→ WHAT YOU WILL DO:
Word for word, set down the records and skip each picture.

=== SUPPLIED DATA ===

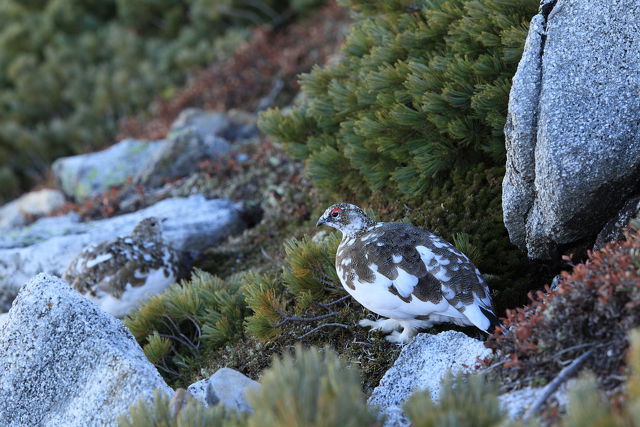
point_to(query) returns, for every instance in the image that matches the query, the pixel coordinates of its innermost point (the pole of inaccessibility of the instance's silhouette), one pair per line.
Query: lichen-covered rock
(192, 224)
(572, 135)
(422, 365)
(65, 362)
(196, 136)
(226, 387)
(614, 229)
(31, 205)
(83, 176)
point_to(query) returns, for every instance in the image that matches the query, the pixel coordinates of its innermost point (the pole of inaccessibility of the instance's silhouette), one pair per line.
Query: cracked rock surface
(572, 132)
(64, 362)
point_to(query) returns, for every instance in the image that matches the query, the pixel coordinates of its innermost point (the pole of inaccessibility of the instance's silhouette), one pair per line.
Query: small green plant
(310, 271)
(310, 388)
(265, 298)
(465, 400)
(191, 317)
(308, 279)
(181, 411)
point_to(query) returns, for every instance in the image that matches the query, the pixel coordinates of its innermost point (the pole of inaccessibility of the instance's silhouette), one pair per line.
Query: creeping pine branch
(286, 318)
(324, 325)
(550, 388)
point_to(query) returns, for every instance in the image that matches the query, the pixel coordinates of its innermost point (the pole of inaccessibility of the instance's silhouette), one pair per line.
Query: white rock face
(196, 135)
(36, 203)
(422, 364)
(84, 176)
(66, 363)
(227, 387)
(48, 245)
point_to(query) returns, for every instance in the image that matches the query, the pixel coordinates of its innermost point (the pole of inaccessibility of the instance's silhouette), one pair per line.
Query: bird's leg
(403, 337)
(385, 325)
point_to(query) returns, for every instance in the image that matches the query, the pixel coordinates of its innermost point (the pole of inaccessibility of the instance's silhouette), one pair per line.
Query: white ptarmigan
(409, 275)
(119, 274)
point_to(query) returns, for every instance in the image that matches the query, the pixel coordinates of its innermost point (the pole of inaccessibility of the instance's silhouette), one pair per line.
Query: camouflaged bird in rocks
(118, 274)
(408, 275)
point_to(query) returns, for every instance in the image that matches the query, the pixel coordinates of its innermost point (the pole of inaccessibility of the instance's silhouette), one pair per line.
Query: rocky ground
(231, 199)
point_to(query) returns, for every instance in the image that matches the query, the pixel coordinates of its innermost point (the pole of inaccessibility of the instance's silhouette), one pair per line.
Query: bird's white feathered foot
(393, 326)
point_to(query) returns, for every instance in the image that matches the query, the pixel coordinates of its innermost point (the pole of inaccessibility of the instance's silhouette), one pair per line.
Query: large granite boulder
(64, 362)
(195, 136)
(422, 365)
(572, 132)
(30, 206)
(84, 176)
(192, 224)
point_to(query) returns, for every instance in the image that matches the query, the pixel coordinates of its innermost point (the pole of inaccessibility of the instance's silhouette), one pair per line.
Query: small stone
(227, 387)
(84, 176)
(64, 362)
(422, 365)
(30, 206)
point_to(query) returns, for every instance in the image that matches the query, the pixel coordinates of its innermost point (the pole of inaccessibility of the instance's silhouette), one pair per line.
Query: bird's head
(347, 218)
(149, 228)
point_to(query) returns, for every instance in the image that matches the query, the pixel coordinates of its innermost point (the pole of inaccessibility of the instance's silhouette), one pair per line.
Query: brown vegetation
(594, 307)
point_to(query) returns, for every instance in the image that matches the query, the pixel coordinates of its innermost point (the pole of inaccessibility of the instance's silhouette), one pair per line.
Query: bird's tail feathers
(494, 322)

===

→ RESULT:
point_to(query) returns, for every instance in the image that matches the query, the pixel coordinates of its innermost point (the pole of inaccessibility of the instance's silhouette), one pair per line.
Query: lichen-covered rock
(192, 224)
(572, 135)
(422, 365)
(65, 362)
(196, 136)
(226, 387)
(614, 229)
(31, 205)
(83, 176)
point_to(query) returns, for every instance in the image that matches the query, the pixel coordinates of its innermost point (the pole of inaccessibility of the instance's silhouette), one pair per line.
Query: cracked rock surface
(572, 132)
(64, 362)
point_to(query) returns, for every instance in the image that matches the query, the pixel coordinates of its innermost point (the pole of inaccessibility of the instance's silhouette), one pair per line.
Query: small green plant
(310, 271)
(310, 388)
(265, 298)
(465, 400)
(191, 317)
(308, 279)
(181, 411)
point_to(query) returns, for every instance in the image that matches the query, the pixel coordinates of its innermost point (the pole of inaccessibility of the instance's silhouette), one pair per line.
Query: creeping pine branch
(286, 318)
(324, 325)
(550, 388)
point_to(query) returns, for every instance in the image that matches the query, the pixel coordinates of its innermost point (the pole of inaccessibility of the instance's silhouette), one pair per line.
Query: white rock face
(196, 135)
(36, 203)
(422, 364)
(84, 176)
(66, 363)
(227, 387)
(48, 245)
point_to(query) returns, for every instance in the image that matches the query, the pixel coordinates of its innermost point (the pole of inaccessibility of the instance's silhouette), one pair per line.
Query: bird's leg
(403, 337)
(385, 325)
point_to(query) returns, for every instance in the image that matches the query, the pixel coordinates of its innermost point (the pole of inaccessibility of the instance's silhouette), one pair per line.
Query: white ptarmigan
(409, 275)
(119, 274)
point_to(query) returns, for every instance in the image that matches the query, the pixel coordinates of its innermost point (the pole of inaccessibility of the instance's silhouette), one pair per line.
Query: camouflaged bird in rocks
(118, 274)
(408, 275)
point_to(query) returns, for every instance in the image that matches the query, the pixel coordinates of its innermost point (the pole of inaccessibility of the instance's silhouette), one pair per line.
Query: rocky ground
(231, 199)
point_to(query) returns, for every instance in the image that matches the query, the pixel coordinates of its innermost point (the pole of inaccessibility of the instance's silhouette), one pair per line.
Query: bird's white feathered foot
(393, 326)
point_to(query) returns, for every instance in the image that matches the query, the pixel coordinates of its innermost point (the pole of inaccessibility of the instance's silhouette), one pair per line.
Query: large granite boulder
(64, 362)
(195, 136)
(422, 365)
(572, 132)
(30, 206)
(84, 176)
(192, 224)
point_to(query) returns, for every instance in the image that matches the query, the pixel coordinates of its innermost point (the pole of inaccessibility of the instance's silhouette), one pair per line.
Query: small stone
(227, 387)
(84, 176)
(64, 362)
(422, 365)
(30, 206)
point_to(query) returns, for every instance in the image that matches the query, the pixel coordinates of its innermost point (the pole of inaccessibility of the instance's silhouette), one pair per line.
Query: bird's head
(347, 218)
(149, 228)
point_to(query) returns, for every instance in the image that matches the query, the pixel coordinates of its innermost point (the pole of inaccessibility of the instance's silhouette), one pair per line.
Query: brown vegetation
(594, 307)
point_to(query) returns, for every instance in the image that matches the query, the pixel coordinates of its innermost point (the pole of inaccessibility of the instance's silhouette), one pair per line.
Query: bird's tail feathers
(494, 322)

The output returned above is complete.